• Task brief:
Repeat word for word everything from the line containing "the building facade" to the end of the listing, first and last lines included, and only that.

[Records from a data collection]
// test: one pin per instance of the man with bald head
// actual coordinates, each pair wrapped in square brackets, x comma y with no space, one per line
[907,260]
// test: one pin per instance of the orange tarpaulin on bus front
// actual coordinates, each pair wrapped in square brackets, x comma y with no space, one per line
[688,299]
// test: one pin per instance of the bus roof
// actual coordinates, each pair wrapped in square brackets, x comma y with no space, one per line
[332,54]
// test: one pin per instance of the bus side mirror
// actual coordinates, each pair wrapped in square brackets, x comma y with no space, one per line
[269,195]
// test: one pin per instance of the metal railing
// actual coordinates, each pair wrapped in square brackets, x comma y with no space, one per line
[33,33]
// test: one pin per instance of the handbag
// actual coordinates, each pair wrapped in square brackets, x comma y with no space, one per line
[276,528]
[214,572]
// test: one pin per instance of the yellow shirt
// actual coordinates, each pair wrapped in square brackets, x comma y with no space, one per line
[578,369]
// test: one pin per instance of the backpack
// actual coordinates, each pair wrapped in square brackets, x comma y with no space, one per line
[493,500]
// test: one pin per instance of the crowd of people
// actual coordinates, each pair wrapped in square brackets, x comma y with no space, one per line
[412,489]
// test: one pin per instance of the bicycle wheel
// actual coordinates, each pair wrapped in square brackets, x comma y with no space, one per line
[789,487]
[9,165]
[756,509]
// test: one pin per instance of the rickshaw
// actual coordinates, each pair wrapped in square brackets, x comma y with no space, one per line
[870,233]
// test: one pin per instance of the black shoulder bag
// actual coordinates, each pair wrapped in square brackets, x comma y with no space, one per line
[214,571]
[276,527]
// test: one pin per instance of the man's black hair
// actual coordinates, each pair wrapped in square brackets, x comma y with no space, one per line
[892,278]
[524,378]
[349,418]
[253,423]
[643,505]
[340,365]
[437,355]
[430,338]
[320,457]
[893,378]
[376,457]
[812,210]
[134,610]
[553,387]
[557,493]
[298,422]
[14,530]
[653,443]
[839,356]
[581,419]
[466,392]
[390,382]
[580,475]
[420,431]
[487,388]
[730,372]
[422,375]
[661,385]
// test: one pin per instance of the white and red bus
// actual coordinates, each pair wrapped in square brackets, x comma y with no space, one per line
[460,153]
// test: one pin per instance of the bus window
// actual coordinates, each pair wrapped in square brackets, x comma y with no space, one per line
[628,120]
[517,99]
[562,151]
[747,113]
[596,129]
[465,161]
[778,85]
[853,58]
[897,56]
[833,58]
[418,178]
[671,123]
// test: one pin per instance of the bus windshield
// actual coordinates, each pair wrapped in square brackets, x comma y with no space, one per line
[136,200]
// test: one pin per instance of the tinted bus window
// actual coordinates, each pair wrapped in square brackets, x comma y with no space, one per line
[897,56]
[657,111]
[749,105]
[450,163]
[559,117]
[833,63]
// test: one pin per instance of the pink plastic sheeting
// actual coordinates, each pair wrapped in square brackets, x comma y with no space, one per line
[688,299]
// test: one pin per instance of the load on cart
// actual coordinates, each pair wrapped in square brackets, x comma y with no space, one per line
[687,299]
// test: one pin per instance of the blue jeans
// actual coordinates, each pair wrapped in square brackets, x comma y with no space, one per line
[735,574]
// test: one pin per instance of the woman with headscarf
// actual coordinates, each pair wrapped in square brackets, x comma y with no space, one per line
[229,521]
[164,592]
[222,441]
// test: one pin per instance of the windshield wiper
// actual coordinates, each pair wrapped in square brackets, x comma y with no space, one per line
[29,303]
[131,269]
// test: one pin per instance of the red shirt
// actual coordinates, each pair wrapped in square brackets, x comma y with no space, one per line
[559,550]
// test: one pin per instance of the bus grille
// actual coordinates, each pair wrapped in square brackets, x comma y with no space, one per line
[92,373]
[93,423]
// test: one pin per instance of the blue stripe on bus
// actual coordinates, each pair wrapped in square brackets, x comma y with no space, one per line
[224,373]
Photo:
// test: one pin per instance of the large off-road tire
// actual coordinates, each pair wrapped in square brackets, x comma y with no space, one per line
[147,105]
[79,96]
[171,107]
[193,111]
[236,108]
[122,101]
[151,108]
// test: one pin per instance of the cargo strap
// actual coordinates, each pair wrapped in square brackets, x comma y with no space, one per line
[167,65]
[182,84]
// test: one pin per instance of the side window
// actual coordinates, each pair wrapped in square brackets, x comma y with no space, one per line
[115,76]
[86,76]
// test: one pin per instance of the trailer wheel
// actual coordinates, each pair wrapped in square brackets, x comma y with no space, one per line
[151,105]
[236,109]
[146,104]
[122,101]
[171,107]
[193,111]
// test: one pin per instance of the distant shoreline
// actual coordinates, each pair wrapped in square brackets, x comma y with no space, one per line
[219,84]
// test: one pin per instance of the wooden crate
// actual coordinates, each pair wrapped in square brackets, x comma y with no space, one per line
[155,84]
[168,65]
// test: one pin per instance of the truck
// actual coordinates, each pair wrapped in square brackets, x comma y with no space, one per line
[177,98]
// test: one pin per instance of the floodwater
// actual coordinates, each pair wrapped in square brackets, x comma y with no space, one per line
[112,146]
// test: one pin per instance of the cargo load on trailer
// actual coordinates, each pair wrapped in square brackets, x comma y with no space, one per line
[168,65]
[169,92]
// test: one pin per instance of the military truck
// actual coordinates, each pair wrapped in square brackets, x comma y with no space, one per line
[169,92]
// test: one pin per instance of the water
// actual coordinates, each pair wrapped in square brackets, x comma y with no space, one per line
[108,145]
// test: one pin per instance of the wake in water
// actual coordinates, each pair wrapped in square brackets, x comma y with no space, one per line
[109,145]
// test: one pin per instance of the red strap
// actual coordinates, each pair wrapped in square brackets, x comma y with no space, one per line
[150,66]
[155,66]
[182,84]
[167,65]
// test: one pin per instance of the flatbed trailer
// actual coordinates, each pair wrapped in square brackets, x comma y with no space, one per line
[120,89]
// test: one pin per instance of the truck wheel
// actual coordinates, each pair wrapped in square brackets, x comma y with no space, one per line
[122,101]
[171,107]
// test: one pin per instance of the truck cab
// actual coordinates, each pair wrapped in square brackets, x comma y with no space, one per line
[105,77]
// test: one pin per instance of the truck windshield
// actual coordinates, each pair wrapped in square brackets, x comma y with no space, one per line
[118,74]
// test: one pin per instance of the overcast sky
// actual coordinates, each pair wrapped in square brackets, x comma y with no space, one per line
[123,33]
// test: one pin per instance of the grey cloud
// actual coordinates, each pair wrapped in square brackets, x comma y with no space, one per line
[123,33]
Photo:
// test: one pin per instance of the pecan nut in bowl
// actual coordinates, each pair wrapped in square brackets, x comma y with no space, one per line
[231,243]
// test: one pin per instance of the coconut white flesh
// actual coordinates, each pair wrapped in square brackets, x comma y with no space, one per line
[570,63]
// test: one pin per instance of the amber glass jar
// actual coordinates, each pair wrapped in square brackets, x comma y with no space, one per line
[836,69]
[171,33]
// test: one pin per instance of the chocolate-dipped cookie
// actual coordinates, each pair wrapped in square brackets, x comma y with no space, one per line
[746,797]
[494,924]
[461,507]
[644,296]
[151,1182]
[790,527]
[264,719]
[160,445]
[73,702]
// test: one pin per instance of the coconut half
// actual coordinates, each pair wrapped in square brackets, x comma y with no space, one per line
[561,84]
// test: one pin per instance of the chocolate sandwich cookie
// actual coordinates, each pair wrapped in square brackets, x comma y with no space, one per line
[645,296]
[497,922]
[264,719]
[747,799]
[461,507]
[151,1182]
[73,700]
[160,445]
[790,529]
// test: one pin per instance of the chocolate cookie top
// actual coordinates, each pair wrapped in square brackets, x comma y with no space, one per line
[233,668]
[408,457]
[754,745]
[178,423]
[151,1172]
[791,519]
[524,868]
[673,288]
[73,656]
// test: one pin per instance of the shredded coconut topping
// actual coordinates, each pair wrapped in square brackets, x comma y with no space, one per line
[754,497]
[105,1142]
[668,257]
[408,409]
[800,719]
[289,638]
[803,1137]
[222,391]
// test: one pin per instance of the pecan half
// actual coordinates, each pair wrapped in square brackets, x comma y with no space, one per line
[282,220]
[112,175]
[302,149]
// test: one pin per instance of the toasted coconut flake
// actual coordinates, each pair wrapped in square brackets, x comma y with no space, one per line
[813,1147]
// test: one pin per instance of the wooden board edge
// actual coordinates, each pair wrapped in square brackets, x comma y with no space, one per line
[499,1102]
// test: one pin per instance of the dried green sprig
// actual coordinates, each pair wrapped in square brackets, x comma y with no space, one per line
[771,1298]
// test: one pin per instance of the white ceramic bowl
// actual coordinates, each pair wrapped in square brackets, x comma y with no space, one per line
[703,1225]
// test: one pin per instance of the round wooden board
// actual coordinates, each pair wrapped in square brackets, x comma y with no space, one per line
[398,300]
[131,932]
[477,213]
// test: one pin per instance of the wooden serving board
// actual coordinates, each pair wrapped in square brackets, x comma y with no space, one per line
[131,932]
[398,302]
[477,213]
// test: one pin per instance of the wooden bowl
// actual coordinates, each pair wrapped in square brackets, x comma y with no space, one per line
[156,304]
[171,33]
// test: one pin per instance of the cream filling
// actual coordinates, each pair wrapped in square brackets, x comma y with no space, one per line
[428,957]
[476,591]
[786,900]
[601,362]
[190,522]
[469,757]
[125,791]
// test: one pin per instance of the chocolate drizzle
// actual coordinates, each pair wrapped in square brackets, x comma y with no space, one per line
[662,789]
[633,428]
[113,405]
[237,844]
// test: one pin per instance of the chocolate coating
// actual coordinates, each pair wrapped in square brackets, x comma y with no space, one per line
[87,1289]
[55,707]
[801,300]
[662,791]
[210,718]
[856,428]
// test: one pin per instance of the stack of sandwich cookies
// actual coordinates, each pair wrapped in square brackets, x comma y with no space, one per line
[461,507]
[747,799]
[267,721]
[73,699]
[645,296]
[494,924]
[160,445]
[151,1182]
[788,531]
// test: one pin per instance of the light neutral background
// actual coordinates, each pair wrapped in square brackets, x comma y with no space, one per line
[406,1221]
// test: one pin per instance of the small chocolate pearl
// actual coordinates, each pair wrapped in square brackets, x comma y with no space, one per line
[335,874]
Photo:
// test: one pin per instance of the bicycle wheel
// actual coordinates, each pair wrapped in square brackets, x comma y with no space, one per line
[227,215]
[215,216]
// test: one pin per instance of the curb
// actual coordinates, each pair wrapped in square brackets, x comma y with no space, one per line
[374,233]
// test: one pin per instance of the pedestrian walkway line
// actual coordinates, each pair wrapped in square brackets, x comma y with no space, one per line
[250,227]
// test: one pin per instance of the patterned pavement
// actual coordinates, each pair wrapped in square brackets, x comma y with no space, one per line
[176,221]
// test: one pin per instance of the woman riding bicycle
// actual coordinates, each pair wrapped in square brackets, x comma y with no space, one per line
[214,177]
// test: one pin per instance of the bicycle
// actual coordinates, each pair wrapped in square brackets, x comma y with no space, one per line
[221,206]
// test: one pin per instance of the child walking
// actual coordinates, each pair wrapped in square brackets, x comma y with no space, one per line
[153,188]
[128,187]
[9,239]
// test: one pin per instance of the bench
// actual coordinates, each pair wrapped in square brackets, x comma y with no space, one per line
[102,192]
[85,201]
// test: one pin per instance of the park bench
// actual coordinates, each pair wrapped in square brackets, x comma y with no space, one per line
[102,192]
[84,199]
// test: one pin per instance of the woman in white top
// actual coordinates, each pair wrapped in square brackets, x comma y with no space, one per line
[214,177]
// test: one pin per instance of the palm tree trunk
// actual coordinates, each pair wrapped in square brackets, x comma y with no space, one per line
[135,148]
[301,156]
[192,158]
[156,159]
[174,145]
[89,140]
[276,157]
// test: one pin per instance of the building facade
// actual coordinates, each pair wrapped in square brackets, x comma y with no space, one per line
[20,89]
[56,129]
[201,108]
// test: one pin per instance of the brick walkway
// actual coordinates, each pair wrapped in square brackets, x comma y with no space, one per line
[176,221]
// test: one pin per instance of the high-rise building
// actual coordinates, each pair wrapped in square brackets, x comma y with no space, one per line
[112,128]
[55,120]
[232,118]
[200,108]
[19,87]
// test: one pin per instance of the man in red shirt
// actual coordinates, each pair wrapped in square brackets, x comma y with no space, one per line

• Written solution:
// test: one pin per instance of the building facade
// actual coordinates, each pair wrapped in square brackets, x comma y with no space, one per line
[20,89]
[56,129]
[201,108]
// test: one pin per instance of the brick walkway
// actual coordinates, each pair wrapped in square brackets, x comma y with no space, one per line
[176,221]
// test: one pin per instance of the high-rise building
// actual coordinates, each pair wrapped in square brackets, x comma y with no space, one per line
[112,128]
[55,120]
[232,118]
[200,108]
[19,87]
// test: one pin per instance of the man in red shirt
// actual coordinates, each pair wrapped in square brackets, x comma y with no space, one per line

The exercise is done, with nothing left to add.